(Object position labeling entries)
╭──

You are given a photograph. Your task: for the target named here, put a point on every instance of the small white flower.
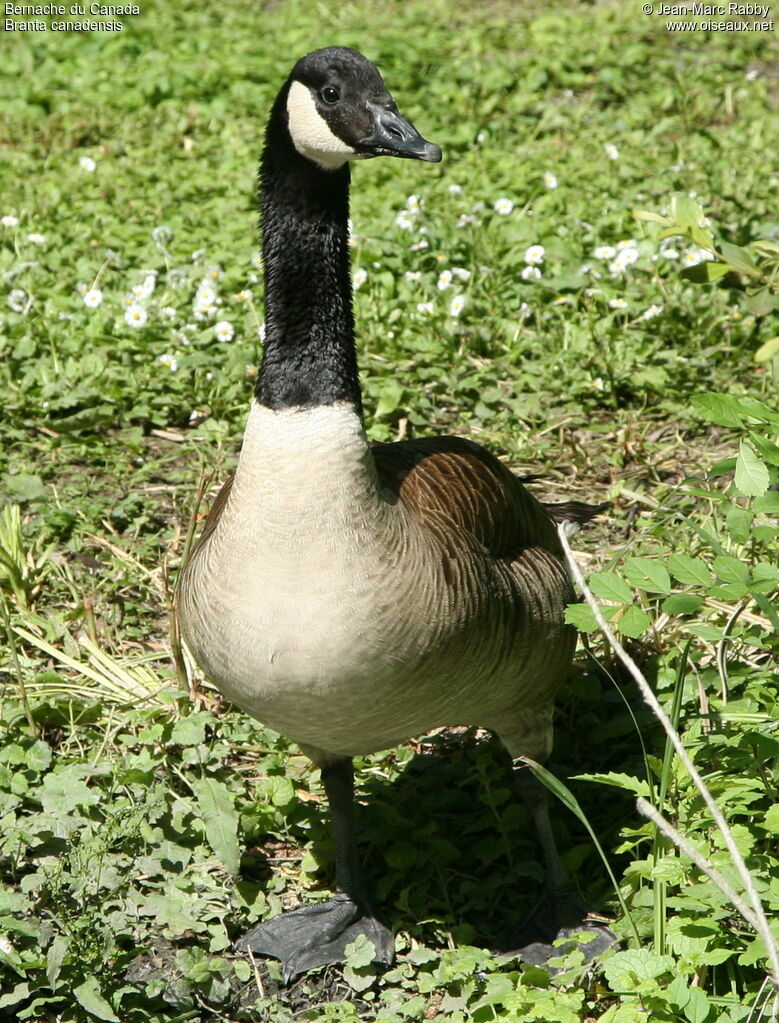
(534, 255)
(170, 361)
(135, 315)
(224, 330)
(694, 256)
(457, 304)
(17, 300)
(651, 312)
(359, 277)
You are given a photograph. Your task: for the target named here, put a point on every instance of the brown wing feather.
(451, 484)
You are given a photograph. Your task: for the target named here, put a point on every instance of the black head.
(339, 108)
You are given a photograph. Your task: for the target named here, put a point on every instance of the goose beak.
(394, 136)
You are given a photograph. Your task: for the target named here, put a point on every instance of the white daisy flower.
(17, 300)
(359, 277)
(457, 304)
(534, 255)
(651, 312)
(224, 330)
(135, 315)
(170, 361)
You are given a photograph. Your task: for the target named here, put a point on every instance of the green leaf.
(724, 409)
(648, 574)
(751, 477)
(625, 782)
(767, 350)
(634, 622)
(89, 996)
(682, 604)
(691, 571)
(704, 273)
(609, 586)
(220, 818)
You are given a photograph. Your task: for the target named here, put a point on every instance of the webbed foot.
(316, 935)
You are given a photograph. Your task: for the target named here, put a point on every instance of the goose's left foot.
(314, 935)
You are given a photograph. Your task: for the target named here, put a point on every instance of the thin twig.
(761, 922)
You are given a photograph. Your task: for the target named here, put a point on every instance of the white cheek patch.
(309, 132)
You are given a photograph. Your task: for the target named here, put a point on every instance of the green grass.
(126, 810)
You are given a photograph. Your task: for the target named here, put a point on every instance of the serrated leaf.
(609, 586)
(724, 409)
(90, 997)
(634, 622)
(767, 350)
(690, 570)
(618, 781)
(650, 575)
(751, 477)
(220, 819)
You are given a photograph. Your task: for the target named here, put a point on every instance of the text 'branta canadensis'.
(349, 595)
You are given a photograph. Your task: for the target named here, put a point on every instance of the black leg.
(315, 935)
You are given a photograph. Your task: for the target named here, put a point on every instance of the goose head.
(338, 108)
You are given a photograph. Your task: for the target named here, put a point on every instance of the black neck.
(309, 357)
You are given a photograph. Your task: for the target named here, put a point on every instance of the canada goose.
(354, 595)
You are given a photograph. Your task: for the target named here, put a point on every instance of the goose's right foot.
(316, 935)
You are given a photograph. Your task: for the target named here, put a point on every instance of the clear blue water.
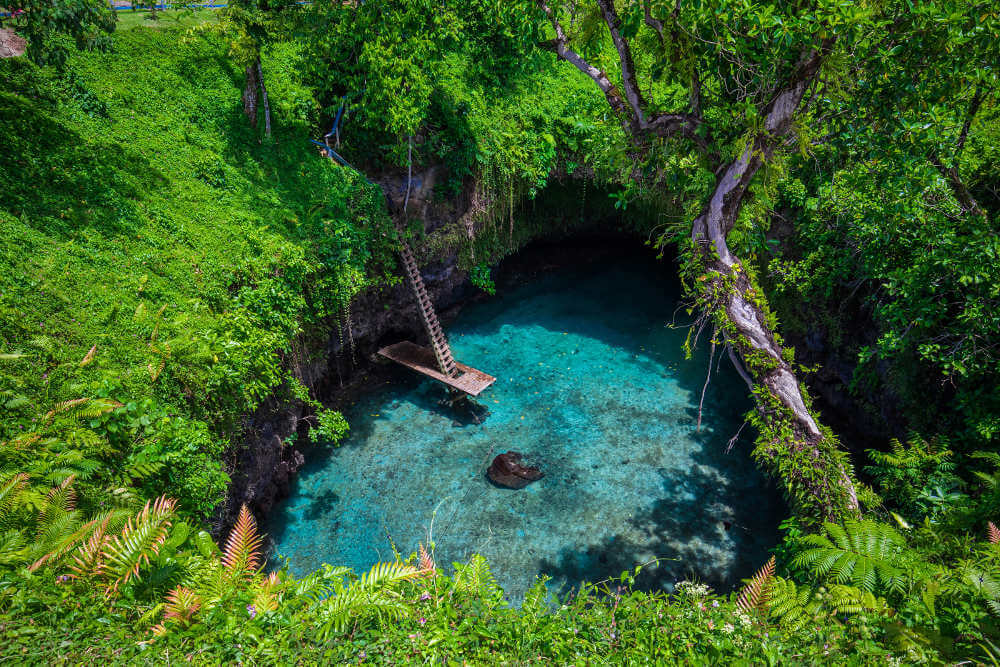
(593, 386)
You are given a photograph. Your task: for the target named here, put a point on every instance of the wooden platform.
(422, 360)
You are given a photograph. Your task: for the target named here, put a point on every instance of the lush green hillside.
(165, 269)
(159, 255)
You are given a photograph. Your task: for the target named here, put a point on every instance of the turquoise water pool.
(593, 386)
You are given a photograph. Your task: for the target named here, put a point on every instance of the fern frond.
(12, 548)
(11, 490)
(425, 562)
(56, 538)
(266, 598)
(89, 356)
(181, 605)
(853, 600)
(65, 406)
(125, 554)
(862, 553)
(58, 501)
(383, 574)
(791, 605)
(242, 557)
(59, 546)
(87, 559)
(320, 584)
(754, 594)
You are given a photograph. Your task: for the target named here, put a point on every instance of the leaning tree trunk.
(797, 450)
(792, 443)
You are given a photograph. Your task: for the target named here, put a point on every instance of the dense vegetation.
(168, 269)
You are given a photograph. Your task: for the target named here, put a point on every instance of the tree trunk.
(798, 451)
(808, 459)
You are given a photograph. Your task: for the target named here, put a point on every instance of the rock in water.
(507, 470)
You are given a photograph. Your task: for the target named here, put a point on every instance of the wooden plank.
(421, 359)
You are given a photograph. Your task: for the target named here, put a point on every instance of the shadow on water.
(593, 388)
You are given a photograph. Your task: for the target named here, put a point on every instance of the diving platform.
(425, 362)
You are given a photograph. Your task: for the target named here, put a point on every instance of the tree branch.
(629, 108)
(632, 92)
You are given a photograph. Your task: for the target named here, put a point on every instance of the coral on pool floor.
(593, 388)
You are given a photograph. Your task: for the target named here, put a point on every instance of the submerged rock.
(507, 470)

╰──

Instruction:
Swap "put a point on" for "place a dot on" everywhere it occurs in the entries above and write all of them out again, changing nothing else. Leave the pictures out of your answer.

Reply to the task:
You are given a photograph. Your task: for the target named here, place a dot on every instance of the small white flower.
(534, 255)
(170, 361)
(135, 315)
(224, 330)
(694, 256)
(457, 304)
(17, 300)
(651, 312)
(359, 277)
You are given a photograph. Your task: for the target named here, place a dot on every instance of the brown wing feather.
(451, 484)
You are given a photograph. Your task: for the target named here, place a dot on every instance of the black head.
(339, 108)
You are given a photograph. Your task: for the target named here, place a dot on every instance of the goose beak.
(394, 136)
You are given a photograph. Your task: for the target named here, place a dot on every instance of the white daisy flower.
(17, 300)
(359, 277)
(457, 304)
(534, 255)
(651, 312)
(224, 330)
(135, 315)
(170, 361)
You are given a photograph. Your task: for the target named here, place a dot on every instance of the green leaf.
(724, 409)
(648, 574)
(751, 477)
(625, 782)
(767, 350)
(634, 622)
(89, 996)
(682, 604)
(691, 571)
(704, 273)
(609, 586)
(220, 818)
You are given a photograph. Your task: for the target named here, place a dot on every instance of the webbed foot.
(316, 935)
You are given a photograph. Your task: for the target named here, place a dot on every instance of the goose's left foot.
(314, 935)
You are given a photograph. Your task: for the target named here, place a dot on every instance of the thin twig.
(761, 922)
You are given a photograph. Your task: for the target named here, place a dot on every instance of the white cheek patch.
(309, 132)
You are given a photograph. Your task: for the target named here, place a dot on every instance of the green grass.
(126, 810)
You are given a photograph. Your task: for the target named here, place a dot on every instance of the serrated leaf.
(609, 586)
(724, 409)
(90, 997)
(634, 622)
(767, 350)
(690, 570)
(618, 781)
(650, 575)
(751, 477)
(220, 819)
You are given a photograph. Your task: for the target named here, place a dot on every instance of the text 'branta canadensis'.
(349, 595)
You are given a photograph. Your task: for the target named here, place a dot on every instance of the black leg.
(315, 935)
You are given a photograph. Your task: for the target named here, place a dot on every instance of the goose head.
(338, 108)
You are given a photograph. Your task: for the target named here, place a dot on every instance of the black neck.
(309, 357)
You are given a photograph. Your task: for the target named here, place a dot on every instance of the canada goose.
(354, 595)
You are given a photograph. Your task: for the target named here, place a dot on every instance of the goose's right foot.
(316, 935)
You are given a photograph. Your task: for the target named here, place a dot on every instance of the clear blue water.
(593, 386)
You are given a photograph. Your task: for the target named here, place a dot on every instance of the wooden platform.
(422, 360)
You are given a photograph. Your task: for the target named here, place a dot on every instance of the lush green hillside.
(165, 269)
(159, 255)
You are given a photograph. Your task: for the target named here, place a dot on every instance of the turquoise water pool.
(593, 386)
You are given a photograph. Your task: for the target named here, place a dot on every instance of the fern frond.
(12, 548)
(11, 490)
(425, 562)
(56, 538)
(266, 598)
(89, 356)
(181, 605)
(853, 600)
(65, 406)
(125, 554)
(862, 553)
(58, 501)
(383, 574)
(791, 605)
(242, 557)
(59, 546)
(87, 559)
(320, 584)
(754, 594)
You are given a photograph. Your task: for the target named here, place a dot on every instance of the leaning tree trunk.
(797, 450)
(792, 443)
You are given a photograph. Your task: for the target named here, place a dot on every instance of the dense vegetation.
(168, 269)
You are given a photograph. Your task: for the target named here, place a dot on every instance of the tree trunk.
(798, 451)
(808, 459)
You are given a photograph. Your task: for the target named here, place a dot on every instance of the rock in water.
(507, 470)
You are given a photograph. Your task: for the target named here, place a dot on every instance of the wooden plank.
(421, 359)
You are given a photograph. Your task: for the target named here, place a dot on every instance of the shadow on water.
(593, 388)
You are given a photograph. Your task: for the target named here, place a dot on every instance of the diving platform.
(425, 362)
You are given a photograph. Your task: for the target named here, place a dot on every instance of the tree branch.
(629, 108)
(632, 92)
You are given a photograph. Your task: for the target named here, place a dot on every instance of the coral on pool floor.
(593, 388)
You are given a photograph. Your task: for the target named here, place a dot on every instance of the submerged rock.
(507, 470)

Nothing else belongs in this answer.